GOAL:
Please reproduce the stretch of the film review from "Some of the" through "celebrate the assignment." word for word.

TEXT:
● ● ● ●

It really didn't matter what scenario they were given to play, audiences loved to watch them. During the war years, Miss Dunne was touring the country selling bonds and making the occasional morale booster back in Hollywood; while Mr. Boyer was in a series of tearjerkers in support of important female costars like Bette Davis, Margaret Sullavan or Joan Fontaine. But with TOGETHER AGAIN, a marketing ploy re: Harry Cohn's decision to reunite the stars, they are back on equal footing, doing something lightweight that was meant for audiences to enjoy.

In the story, Dunne plays a widow who has taken on her late husband's political duties. While functioning as the mayor of a small Vermont town, she is surrounded by an opinionated father-in-law (Charles Coburn) and a trouble-prone stepdaughter (Mona Freeman). One night a storm occurs, and a bolt of lightning slices the head off a statue in the town park-- a statue of Dunne's beloved deceased hubby.

Some of the folks in town are superstitious, including members of her own family, and think this means Dunne must step down from her mayoral post. Of course, a patriarchal viewpoint would cling to the idea that it is bad luck for an independent woman to continue running local affairs, that she possibly couldn't be happy or fulfilled in any way devoted to career instead of marriage. (Ironically, the screenplay was written by a woman, Virginia Van Upp, who also served as producer.)

Not yet willing to step down, Dunne goes to New York to commission a new sculpture to replace the one destroyed in the storm. She meets and hires a French sculptor (Boyer) and is instantly charmed by him. A few hours later they attend a nightclub together to celebrate the assignment.

But in a chaotic series of mix-ups, Dunne ends up getting arrested as a stripper when police raid the joint. Yes, this is your ordinary visit to the big city, complete with stereotypes galore and a night in jail.

Dunne ends up returning to her berg in Vermont without the statue, concealing the truth behind her recent arrest. Unfortunately for her, a reporter took a picture of her in a state of undress...and a rival (Charles Dingle) who is seeking to remove her from office will have plenty of ammunition to succeed. Complicating matters is the arrival of Boyer who apparently isn't done with Dunne or the commissioned sculpture.

From here things get progressively more absurd. Stepdaughter Freeman develops a crush on Boyer, pushing her handsome boyfriend (Jerome Courtland) aside. Dunne realizes she wants Boyer for herself and teams up with Courtland to make the others jealous. Despite the lapses in logic, the screenplay does contain some genuinely funny moments. Both Dunne and Boyer are old pros at handling this sort of material, and the results are mostly satisfactory.

After the film was completed, Irene Dunne said it all reminded her of an earlier screwball comedy she made at Columbia, called THEODORA GOES WILD. In both pictures, we have a small town gal who goes to the big city and comes back a changed woman due to a scandal. Of course, she learns how to assert herself in the process and finds happiness.

● ● ● ●

DATA SECTION:
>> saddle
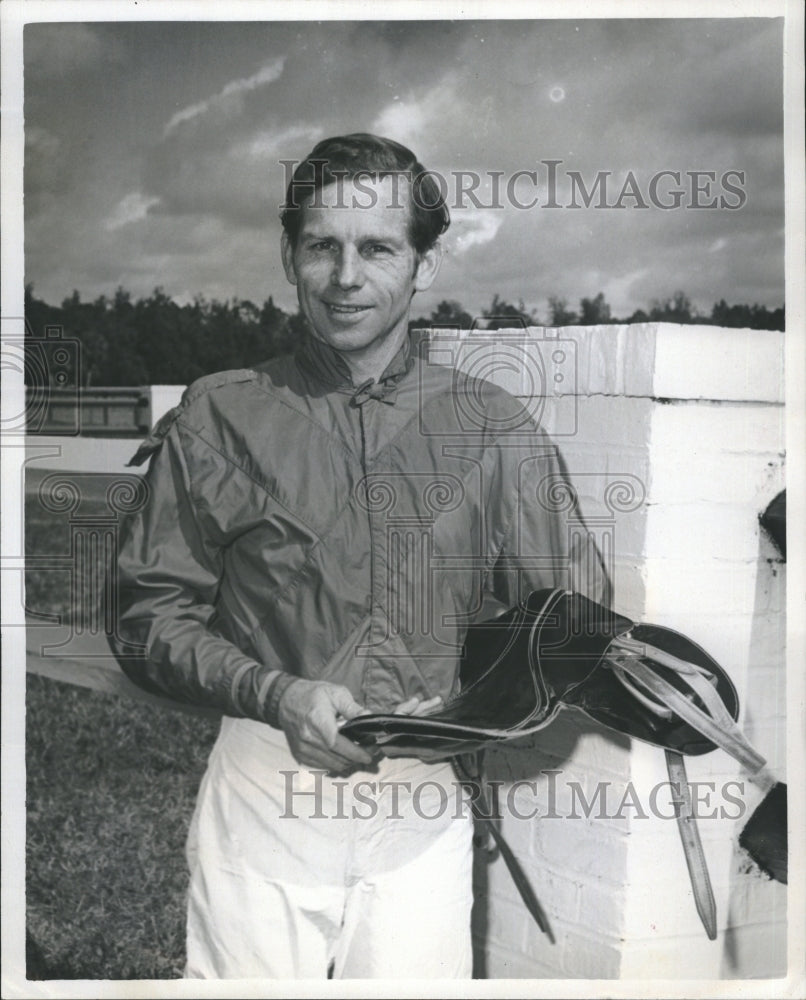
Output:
[341,589,765,940]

● ● ● ●

ANSWER:
Some of the folks in town are superstitious, including members of her own family, and think this means Dunne must step down from her mayoral post. Of course, a patriarchal viewpoint would cling to the idea that it is bad luck for an independent woman to continue running local affairs, that she possibly couldn't be happy or fulfilled in any way devoted to career instead of marriage. (Ironically, the screenplay was written by a woman, Virginia Van Upp, who also served as producer.)

Not yet willing to step down, Dunne goes to New York to commission a new sculpture to replace the one destroyed in the storm. She meets and hires a French sculptor (Boyer) and is instantly charmed by him. A few hours later they attend a nightclub together to celebrate the assignment.